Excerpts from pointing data

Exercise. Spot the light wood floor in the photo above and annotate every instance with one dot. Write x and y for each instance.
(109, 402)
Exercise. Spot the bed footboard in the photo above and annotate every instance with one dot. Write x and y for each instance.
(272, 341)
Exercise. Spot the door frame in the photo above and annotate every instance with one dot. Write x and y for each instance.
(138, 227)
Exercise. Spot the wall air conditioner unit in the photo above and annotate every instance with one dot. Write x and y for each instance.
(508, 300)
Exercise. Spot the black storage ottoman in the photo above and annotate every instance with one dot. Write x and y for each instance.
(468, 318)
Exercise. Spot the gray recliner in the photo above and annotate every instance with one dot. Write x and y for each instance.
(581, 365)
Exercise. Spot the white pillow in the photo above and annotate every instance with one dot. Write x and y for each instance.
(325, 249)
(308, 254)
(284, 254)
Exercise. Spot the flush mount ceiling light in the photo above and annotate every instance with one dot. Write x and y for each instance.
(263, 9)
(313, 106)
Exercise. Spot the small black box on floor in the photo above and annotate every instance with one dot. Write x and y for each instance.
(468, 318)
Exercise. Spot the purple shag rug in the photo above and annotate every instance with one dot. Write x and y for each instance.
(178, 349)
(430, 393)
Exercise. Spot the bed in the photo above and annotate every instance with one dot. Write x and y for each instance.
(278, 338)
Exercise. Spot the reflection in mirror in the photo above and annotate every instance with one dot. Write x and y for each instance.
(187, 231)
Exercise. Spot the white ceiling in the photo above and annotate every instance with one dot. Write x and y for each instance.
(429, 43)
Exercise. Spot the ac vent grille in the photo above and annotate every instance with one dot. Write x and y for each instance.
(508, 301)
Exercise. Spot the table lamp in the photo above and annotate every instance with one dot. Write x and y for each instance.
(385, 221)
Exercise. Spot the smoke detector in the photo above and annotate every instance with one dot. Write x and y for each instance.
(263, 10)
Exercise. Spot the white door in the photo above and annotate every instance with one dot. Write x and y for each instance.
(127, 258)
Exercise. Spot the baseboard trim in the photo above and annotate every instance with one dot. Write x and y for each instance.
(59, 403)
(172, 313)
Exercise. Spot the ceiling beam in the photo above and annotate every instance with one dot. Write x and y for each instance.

_WHAT YOU WILL DO_. Extract every line of the listing above and reproduce each one word for word.

_FULL RESPONSE_.
Exercise. Spot the light wood floor in the photo above and annotate every instance with one dot. Write x and y for each instance.
(109, 402)
Exercise. Spot the bed footboard in the photo above and annotate every instance with one dot. Write x and y for each instance.
(272, 341)
Exercise. Spot the door frame in the photo above and annotate every instance with one dot. Write x and y for each instance.
(138, 227)
Exercise. Spot the wall air conditioner unit in the photo above and annotate every instance with one dot. Write x and y for each instance.
(508, 300)
Exercise. Spot the black storage ottoman in the photo above and annotate every instance with one dot. Write x and y for each instance.
(468, 318)
Exercise. Spot the gray recliner in the photo above and annotate every instance with one dot. Write x and y for each instance.
(581, 365)
Exercise. Spot the white pillow in the photo above and annotate every instance with one dot. Write x and y for each instance.
(325, 249)
(308, 254)
(284, 254)
Exercise. Spot the flush mount ceiling light in the photo above and annotate every instance with one dot. Write x and y for each instance.
(263, 9)
(313, 106)
Exercise. Spot the small black box on floor in the photo above and annotate every instance with one dot. Write x and y for each instance.
(468, 318)
Exercise. Spot the purple shag rug in the photo above and annotate every instance with one dot. Write x and y for each instance.
(178, 349)
(430, 393)
Exercise. Spot the bed in the photo above and annotate every instance with one dot. Write x and y for each instance.
(278, 338)
Exercise. Spot the reflection in mirror in the photo above and annotate every instance with one dot. Write x and y for each instance.
(187, 231)
Exercise. Spot the white ceiling in the photo above and annotate every instance with one dot. Write x and y for each instance.
(429, 43)
Exercise. Spot the ac vent grille in the photo above and annotate every instance with one dot. Write x and y for each instance.
(508, 301)
Exercise. Spot the table lamp in the photo above and annotate every instance with one dot. Write x and y for each instance.
(385, 221)
Exercise. Spot the smoke detector in the photo above and annotate every instance with one dot. Write x and y for each instance.
(263, 10)
Exercise. Spot the white door in the photo above and annotate every instance with one dot. Write x and y for each instance.
(127, 258)
Exercise. Spot the baseboard trim in the photo above and annotate every instance with one dot. Write x and y for each instance.
(59, 403)
(172, 313)
Exercise. Spot the ceiling beam in the photo above and annotate every instance with one dot. Write x and y for each instance.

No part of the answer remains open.